### Your assignment
Please set down only the lines between the line containing "Seedling-scouting request: tag the overcast" and the end of the records, inclusive, exactly as they stand.

*-*-*

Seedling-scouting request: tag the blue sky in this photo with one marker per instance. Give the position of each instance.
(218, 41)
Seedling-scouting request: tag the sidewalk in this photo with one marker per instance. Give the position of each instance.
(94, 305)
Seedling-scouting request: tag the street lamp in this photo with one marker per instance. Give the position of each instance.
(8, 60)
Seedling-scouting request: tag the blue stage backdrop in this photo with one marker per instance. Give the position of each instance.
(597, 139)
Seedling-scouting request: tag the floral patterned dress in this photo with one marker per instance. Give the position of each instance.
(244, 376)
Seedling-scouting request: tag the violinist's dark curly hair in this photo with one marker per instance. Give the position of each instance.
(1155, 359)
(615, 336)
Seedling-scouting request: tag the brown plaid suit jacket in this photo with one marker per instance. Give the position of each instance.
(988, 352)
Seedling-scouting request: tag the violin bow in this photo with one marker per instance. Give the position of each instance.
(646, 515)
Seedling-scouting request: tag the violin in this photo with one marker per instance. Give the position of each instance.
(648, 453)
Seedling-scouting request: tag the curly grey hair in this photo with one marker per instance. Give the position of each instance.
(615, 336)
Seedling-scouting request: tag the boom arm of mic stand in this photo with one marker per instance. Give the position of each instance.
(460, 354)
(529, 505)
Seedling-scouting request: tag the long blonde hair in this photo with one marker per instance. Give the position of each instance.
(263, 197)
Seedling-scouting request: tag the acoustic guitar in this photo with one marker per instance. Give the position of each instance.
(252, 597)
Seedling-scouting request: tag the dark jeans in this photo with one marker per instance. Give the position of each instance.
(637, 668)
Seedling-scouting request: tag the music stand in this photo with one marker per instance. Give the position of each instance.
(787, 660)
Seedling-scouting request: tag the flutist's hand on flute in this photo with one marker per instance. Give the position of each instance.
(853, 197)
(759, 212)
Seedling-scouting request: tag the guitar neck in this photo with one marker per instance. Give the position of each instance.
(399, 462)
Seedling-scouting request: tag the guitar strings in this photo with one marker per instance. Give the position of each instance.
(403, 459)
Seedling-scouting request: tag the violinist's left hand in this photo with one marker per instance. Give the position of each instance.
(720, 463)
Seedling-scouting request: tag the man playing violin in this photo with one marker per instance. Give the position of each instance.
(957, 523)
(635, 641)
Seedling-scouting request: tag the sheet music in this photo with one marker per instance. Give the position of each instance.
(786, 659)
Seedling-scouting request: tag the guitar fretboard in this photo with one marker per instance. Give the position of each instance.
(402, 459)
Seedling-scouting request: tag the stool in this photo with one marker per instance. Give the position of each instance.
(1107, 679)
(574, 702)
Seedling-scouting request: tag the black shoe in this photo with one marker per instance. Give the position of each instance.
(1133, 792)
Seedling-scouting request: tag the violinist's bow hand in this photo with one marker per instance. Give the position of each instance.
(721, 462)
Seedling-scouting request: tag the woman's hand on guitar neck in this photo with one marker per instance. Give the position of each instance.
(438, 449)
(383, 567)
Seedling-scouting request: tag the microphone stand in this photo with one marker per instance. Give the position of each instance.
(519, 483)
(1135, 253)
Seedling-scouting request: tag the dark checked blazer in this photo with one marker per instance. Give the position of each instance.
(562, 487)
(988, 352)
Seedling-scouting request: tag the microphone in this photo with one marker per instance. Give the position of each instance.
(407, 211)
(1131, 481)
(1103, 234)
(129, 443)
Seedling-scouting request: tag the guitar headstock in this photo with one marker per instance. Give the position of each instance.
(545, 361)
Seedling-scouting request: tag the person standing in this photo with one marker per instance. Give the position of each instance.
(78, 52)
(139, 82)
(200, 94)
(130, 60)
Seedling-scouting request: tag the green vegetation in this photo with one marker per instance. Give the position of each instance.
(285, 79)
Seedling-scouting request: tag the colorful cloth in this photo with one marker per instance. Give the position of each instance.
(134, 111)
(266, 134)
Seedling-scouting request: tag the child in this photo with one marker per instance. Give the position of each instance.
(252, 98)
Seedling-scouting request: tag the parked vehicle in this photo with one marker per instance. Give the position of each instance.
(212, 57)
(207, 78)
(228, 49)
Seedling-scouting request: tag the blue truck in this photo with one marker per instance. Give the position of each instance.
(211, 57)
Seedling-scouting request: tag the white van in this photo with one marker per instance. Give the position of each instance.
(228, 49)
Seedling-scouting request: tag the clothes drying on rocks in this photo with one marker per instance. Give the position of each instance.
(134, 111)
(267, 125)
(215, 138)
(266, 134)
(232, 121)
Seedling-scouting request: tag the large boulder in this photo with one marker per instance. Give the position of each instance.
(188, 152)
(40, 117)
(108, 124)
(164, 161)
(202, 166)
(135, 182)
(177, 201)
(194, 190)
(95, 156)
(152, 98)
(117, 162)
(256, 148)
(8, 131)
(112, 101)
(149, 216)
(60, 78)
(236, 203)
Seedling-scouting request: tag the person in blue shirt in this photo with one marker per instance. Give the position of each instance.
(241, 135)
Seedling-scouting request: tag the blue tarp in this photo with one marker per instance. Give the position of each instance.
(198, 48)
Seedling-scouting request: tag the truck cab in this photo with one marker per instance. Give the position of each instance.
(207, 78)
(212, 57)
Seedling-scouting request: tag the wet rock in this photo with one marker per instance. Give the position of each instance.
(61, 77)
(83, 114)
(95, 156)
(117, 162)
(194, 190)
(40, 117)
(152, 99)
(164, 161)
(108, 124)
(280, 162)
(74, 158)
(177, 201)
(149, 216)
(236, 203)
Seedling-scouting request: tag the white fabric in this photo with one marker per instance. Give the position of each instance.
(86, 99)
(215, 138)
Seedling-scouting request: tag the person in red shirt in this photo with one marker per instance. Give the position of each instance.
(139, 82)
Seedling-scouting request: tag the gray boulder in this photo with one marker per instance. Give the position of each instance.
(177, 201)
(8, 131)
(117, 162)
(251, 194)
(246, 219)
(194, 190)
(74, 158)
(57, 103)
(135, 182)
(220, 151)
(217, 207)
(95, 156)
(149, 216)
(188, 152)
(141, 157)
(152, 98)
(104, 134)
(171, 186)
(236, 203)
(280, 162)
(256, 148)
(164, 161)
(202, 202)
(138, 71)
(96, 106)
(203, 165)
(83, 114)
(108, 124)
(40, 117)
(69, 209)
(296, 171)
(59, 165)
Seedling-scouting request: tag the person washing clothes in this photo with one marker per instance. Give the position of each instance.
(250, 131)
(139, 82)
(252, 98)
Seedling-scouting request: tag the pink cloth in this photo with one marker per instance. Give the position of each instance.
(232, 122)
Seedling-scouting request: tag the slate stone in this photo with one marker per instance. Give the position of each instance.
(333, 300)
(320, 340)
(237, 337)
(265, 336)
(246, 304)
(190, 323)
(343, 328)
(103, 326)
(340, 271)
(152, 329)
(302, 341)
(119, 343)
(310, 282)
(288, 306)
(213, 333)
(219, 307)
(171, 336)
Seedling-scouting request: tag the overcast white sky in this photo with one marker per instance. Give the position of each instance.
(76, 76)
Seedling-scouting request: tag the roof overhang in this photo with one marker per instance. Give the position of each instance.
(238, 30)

*-*-*

### Answer to the exercise
Seedling-scouting request: tag the overcast white sky in this photo with one marker per instance. Give the position of each instance.
(76, 76)
Seedling-scouting request: tag the roof overhang in this photo with one marker per instance. Give the position of each instance.
(238, 30)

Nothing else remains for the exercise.